(Referring expression data)
:::::

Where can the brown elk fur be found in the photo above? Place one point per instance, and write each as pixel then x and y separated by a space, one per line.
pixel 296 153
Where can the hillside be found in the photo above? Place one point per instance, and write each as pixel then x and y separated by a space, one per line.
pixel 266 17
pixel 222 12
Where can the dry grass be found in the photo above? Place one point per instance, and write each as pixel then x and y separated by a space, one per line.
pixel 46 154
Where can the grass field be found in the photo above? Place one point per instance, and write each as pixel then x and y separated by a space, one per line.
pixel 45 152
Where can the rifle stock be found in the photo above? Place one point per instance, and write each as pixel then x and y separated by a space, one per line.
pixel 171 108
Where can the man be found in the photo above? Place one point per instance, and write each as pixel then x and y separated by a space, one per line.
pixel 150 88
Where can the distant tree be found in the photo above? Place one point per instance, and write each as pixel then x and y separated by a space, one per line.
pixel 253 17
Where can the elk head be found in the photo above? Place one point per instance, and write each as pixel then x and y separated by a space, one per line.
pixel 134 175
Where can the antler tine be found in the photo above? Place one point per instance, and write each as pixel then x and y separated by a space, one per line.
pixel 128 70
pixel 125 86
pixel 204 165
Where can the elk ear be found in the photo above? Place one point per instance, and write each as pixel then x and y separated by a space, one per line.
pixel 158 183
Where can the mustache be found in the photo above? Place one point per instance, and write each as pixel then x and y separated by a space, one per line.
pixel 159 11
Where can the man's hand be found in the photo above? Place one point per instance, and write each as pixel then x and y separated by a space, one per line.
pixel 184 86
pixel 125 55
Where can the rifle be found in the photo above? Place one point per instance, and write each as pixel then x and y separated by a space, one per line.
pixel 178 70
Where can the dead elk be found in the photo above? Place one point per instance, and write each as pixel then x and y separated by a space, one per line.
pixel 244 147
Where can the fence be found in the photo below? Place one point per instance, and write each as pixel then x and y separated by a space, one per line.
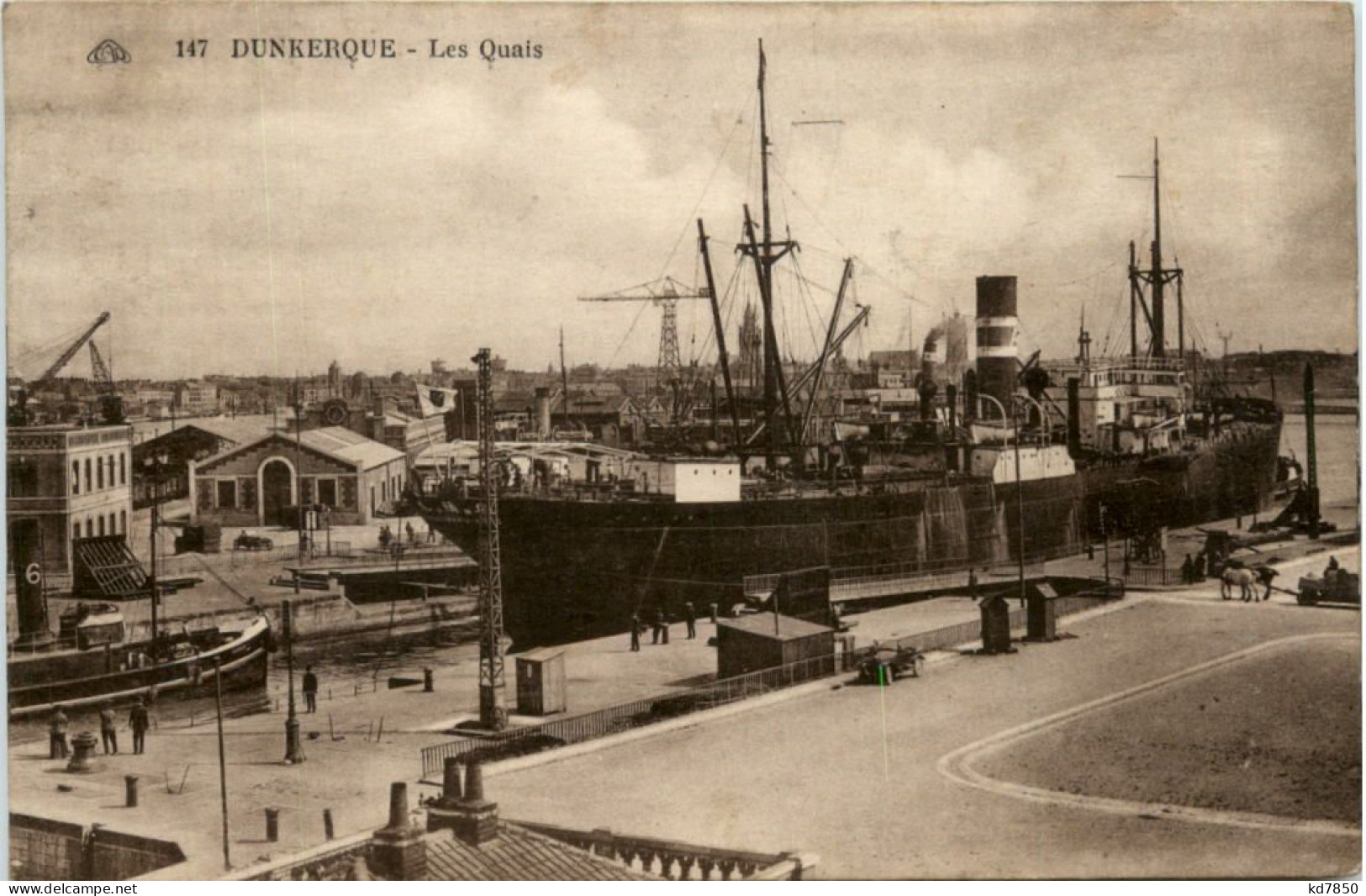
pixel 645 712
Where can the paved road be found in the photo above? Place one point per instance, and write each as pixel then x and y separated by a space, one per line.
pixel 852 775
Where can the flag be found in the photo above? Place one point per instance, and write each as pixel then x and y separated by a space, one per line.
pixel 436 402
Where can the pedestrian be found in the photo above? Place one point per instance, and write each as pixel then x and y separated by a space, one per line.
pixel 108 730
pixel 58 735
pixel 140 721
pixel 310 690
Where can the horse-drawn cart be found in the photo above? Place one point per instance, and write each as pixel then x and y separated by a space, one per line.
pixel 1335 586
pixel 885 664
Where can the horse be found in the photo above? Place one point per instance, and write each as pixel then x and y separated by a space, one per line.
pixel 1245 579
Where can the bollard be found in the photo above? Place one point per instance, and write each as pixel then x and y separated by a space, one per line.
pixel 474 783
pixel 82 753
pixel 451 780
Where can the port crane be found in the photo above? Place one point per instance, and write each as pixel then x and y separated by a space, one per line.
pixel 666 293
pixel 107 399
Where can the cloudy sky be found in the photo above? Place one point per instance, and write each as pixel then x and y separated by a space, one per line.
pixel 268 216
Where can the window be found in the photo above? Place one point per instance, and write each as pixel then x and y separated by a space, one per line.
pixel 24 480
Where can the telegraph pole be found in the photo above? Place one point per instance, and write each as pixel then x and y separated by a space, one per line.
pixel 492 712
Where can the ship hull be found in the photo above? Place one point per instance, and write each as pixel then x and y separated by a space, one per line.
pixel 575 568
pixel 87 677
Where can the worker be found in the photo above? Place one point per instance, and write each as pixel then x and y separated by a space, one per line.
pixel 310 690
pixel 58 735
pixel 140 721
pixel 108 730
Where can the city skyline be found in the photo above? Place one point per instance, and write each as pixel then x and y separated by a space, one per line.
pixel 262 216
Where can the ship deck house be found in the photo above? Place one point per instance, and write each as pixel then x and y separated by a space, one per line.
pixel 255 484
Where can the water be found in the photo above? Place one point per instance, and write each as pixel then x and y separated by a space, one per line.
pixel 1339 463
pixel 340 664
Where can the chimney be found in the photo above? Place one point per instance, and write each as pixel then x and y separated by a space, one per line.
pixel 998 335
pixel 470 817
pixel 398 851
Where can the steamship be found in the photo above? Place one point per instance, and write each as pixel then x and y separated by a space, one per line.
pixel 1012 459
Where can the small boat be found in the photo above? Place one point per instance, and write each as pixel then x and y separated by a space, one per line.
pixel 98 668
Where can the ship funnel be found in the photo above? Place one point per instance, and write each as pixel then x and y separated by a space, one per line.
pixel 998 335
pixel 542 411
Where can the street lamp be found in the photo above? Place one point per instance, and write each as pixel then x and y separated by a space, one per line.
pixel 293 746
pixel 155 465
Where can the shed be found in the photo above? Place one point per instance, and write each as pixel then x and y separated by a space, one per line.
pixel 540 682
pixel 764 640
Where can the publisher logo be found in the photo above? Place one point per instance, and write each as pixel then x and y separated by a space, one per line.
pixel 108 54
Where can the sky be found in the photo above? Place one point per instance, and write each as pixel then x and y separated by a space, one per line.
pixel 269 216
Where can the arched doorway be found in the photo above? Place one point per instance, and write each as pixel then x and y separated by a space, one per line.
pixel 277 491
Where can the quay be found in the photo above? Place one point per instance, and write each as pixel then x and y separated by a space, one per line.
pixel 364 738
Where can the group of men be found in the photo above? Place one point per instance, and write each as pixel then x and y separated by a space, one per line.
pixel 140 720
pixel 662 626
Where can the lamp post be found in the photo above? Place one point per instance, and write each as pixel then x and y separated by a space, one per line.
pixel 293 747
pixel 155 465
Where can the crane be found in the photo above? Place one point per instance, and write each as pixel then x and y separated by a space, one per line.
pixel 111 408
pixel 666 293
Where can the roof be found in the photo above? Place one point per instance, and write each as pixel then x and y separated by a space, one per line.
pixel 518 854
pixel 340 441
pixel 788 627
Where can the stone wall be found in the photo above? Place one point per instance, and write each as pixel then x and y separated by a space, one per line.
pixel 41 848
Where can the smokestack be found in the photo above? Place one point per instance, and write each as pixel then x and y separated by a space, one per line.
pixel 1074 417
pixel 998 336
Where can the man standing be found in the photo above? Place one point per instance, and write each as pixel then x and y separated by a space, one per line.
pixel 310 690
pixel 58 735
pixel 108 732
pixel 140 721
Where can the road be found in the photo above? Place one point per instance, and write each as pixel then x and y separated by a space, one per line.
pixel 850 775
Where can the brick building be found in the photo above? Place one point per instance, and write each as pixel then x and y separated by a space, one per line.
pixel 257 482
pixel 71 484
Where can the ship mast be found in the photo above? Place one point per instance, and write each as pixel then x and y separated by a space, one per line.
pixel 765 255
pixel 1156 277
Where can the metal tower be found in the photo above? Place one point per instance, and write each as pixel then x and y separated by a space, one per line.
pixel 492 712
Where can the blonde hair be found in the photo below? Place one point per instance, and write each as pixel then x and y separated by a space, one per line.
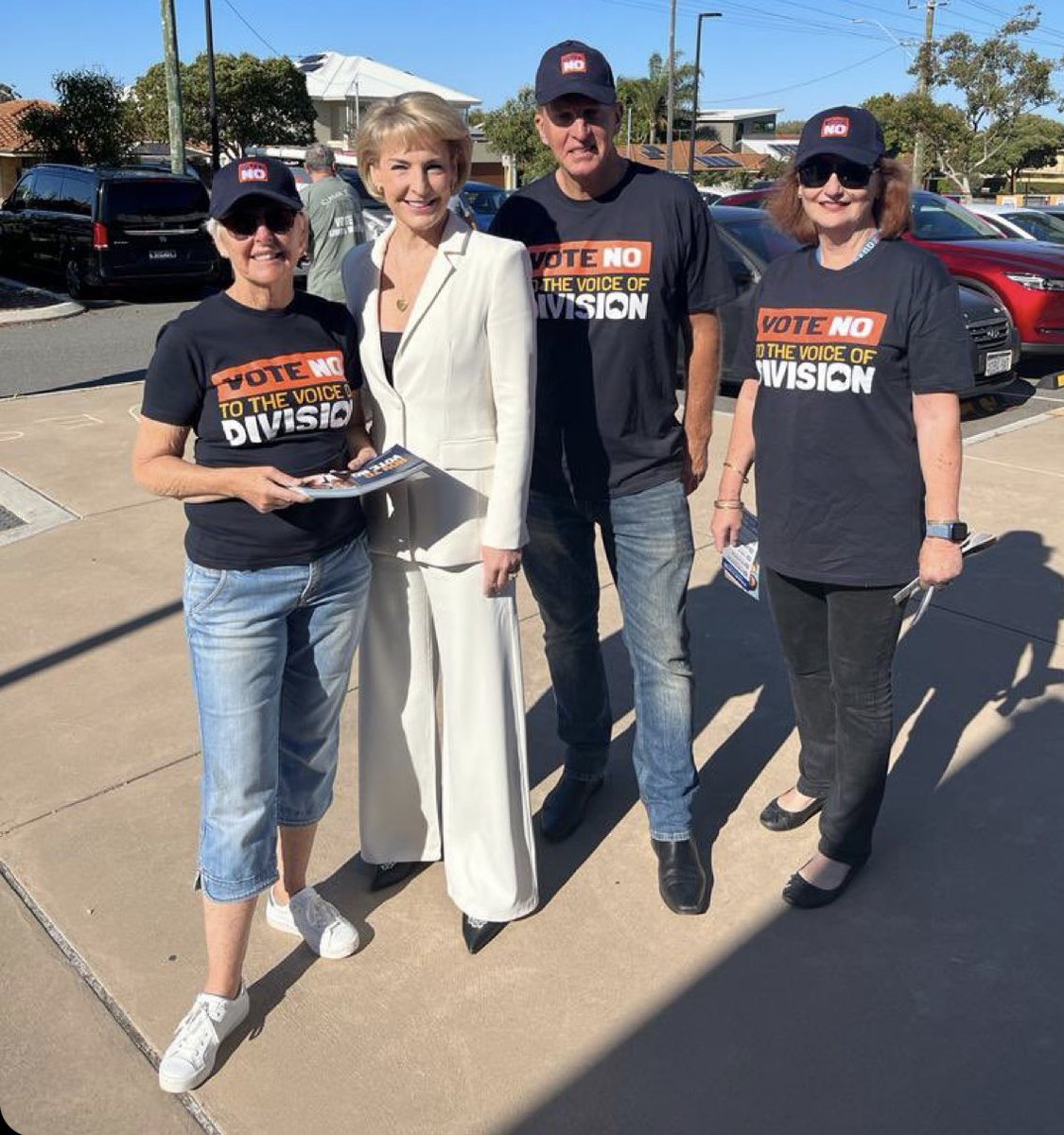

:::::

> _What you have to do_: Print the records above word for word, omitting any picture they contain.

> _Response below_:
Where can the brown elk fur be found in the photo above? Place one point per instance, and write each as pixel then x and y separated by a space, one per line.
pixel 296 153
Where can the hillside be found in the photo above? Place one point per instance, and write each as pixel then x and y separated by a space, one per line.
pixel 266 17
pixel 222 12
Where can the dry grass be found in the photo above? Place one point per instance, and write each as pixel then x and y separated by a space, one per line.
pixel 46 154
Where can the grass field be found in the photo above? Place one point per instance, and write each as pixel then x and y separated by a space, one per line.
pixel 45 152
Where can the rifle stock be found in the photo above? Place one point per instance, and write each as pixel then x and y separated by a space, one per line.
pixel 171 108
Where can the man be found in the photo above? Place one point per instance, and write each as pixel then x and y separated by a space, one per line.
pixel 150 88
Where can the distant tree be found in the photo above? Place one point per instance, and write each as pixel then x and y separated by a space, one per line.
pixel 253 17
Where can the elk head be found in the photo above? Place one point per instance, and write each as pixel then x and y separated by a space, one per line.
pixel 134 175
Where can the antler tine be found in the photo above? Place one point per instance, and write each as pixel then x and y separated by a space, one per line.
pixel 128 70
pixel 125 86
pixel 204 165
Where can the elk ear be found in the photo above? Place one point per instance, and write each as pixel then x and y separated by a space, one per line.
pixel 158 183
Where can the mustache be found in the photo above? Place one point per instance, and write each as pixel then x and y separated by a space, one per line.
pixel 159 11
Where can the man's hand be found in the photo above? Place one point per instance, and write each as pixel then x and y separated by a space, one per line.
pixel 184 86
pixel 125 55
Where can the rifle be found in the photo above? Place one point per instance, and write each as pixel then x and y separated by a space, one per line.
pixel 178 70
Where can the dead elk be found in the photo above? Place one point per instance, and write each as pixel then x and y separated by a space, one per line.
pixel 244 147
Where can the fence be found in the photo below? Place one point per instance, and write each as pixel then x and y separated by a space, one per line.
pixel 645 712
Where can the paved road be found in the photo above? Place one point per instance, and write each as pixel then x and y separated by a space, one per line.
pixel 852 775
Where can the flag be found in the photo above? Place one point per instance, and write each as pixel then x and y separated by a space, one per line.
pixel 436 402
Where can the pedestrian be found in the photo above? Place one point per instance, and write each as pixel then x and y separated by a space, one per line.
pixel 108 730
pixel 58 735
pixel 140 721
pixel 310 690
Where can the horse-drawn cart be found in the photo above? Place one point per instance, and write each as pixel then x and y separated by a space, one per line.
pixel 1335 586
pixel 885 664
Where can the horse be found in the photo above? Place one point per instance, and write each as pixel then x and y separated by a space, one per line.
pixel 1245 579
Where can the bollard be found in the photo above? Place one point per instance, and write each as pixel then x and y separated by a space, one per line.
pixel 474 783
pixel 82 753
pixel 451 780
Where can the port crane be found in the photo above? Place one point per instance, and write each as pixel then x and y separated by a space, one per line.
pixel 666 293
pixel 107 399
Where can the cloudy sky be found in the photo above? Place one point per instance, and write each as pixel then x and y separated by a space, one per line.
pixel 268 216
Where can the window be found in the photo above? Place one point per instance, and write each as pixel then x and y separated by a space, one per line.
pixel 24 480
Where can the telegraph pole be found in the photo above? Place one point per instance, and write each as pixel then x and y separated by a space, one per line.
pixel 492 712
Where can the ship hull be found in the photo above? Place one point per instance, and write each as pixel then x and y separated by a space, one per line.
pixel 575 568
pixel 87 677
Where can the worker be found in the photo above? Place one point per instance, and write each as pixel then x and y separated by a space, one per line.
pixel 310 690
pixel 58 735
pixel 140 721
pixel 108 730
Where can the city skyline be found in the photo above? Place one point per instance, and write each as pixel then x and y separated by a space, one per line.
pixel 262 216
Where can the ship deck house be found in the photo above? Place one point per instance, and write each as pixel then x and y separated by a space, one per line.
pixel 255 484
Where can the water be found in the photo above? Place one point per instance, and write each as pixel then x and y separated by a space, one per line.
pixel 1339 463
pixel 340 664
Where can the chimney be found in the photo above? Place one point per instance, and write each as pixel then x and y separated by a space, one per line.
pixel 998 335
pixel 470 817
pixel 398 851
Where can the steamship be found in the photo above? Place one point per instance, and write each as pixel then x and y separated by a space, one per line.
pixel 1012 459
Where can the small boat be found in the photo above? Place one point per instance, and write each as pixel then x and y separated by a space, one per line.
pixel 98 668
Where can the ship funnel be found in the photo above? Place one point per instance, and write each as pixel then x and y separated by a space, one per line.
pixel 998 335
pixel 542 411
Where can the street lamp be found in the photo above? Place one point per instance, and write each as pixel then x and y separated by a space, one per line.
pixel 293 746
pixel 155 465
Where can the shed be found in the photo above? Place one point per instance, and write each as pixel then x and y separated by a space, one per line.
pixel 540 682
pixel 764 640
Where can the publisher logo be found in the photo above? Place one point per instance, and write each as pixel then x and y separated by a space, one per line.
pixel 108 54
Where can the sky be found in the photo above? Place one point per instance, and write each as pixel then x and y separated by a space, one per line.
pixel 269 216
Where can the arched doorway be found in the photo above? Place one point per instance, and write each as pixel then x and y separated by a space, one per line.
pixel 277 491
Where can the quay be found in the photo above? Place one point per instance, and write each as pixel then x and y separated by a space, one per line.
pixel 364 738
Where can the group of men be found in the photo above? Place one point per instance, and write each as pixel then x and y separated by a space, one per line.
pixel 140 720
pixel 662 626
Where can the lamp post be found in the photo above? Place one point per instance, and write each as pixel then x and y separated by a space, one per line.
pixel 293 747
pixel 155 465
Where can the crane be found in the photo above? Place one point per instance, and write each as pixel then x and y separated by a space, one per line.
pixel 111 408
pixel 666 293
Where can the roof be found in the photo above? Place one point per instance, and write each as pixel then x and y separated by a space, one per line.
pixel 518 854
pixel 340 441
pixel 788 627
Where can the stone wall be found in the photo above? Place one point per instance, and write each as pixel then x and y separated by a space, one per line.
pixel 41 848
Where can the smokestack be found in the photo above? Place one point per instance, and write each as pixel then x and y separated by a space, one per line.
pixel 1074 417
pixel 998 336
Where can the man standing be found in the photo above? Place one point per instance, and write each as pixel then x and y separated by a space, one per line.
pixel 310 690
pixel 58 735
pixel 108 732
pixel 140 721
Where can the road be found in the photo above? Place one point per instance, and write each as pixel then x and y separated by a space, one per line.
pixel 850 775
Where can the brick building be found in the photo above? Place one point per instance, and write each as pixel then x and y separated by a space, one per line.
pixel 257 482
pixel 71 484
Where can the ship mast be found in the photo above? Place one point per instance, and write each as pixel then x and y separated by a space, one per line.
pixel 765 255
pixel 1156 277
Where can the metal tower be found in the photo above? Place one point per instance, and write each as pixel then x and y separated by a space, one per line.
pixel 492 712
Where can the blonde hair be found in the photo below? Place one point per instance, and write each as pixel then x and y separated by a space, one per line.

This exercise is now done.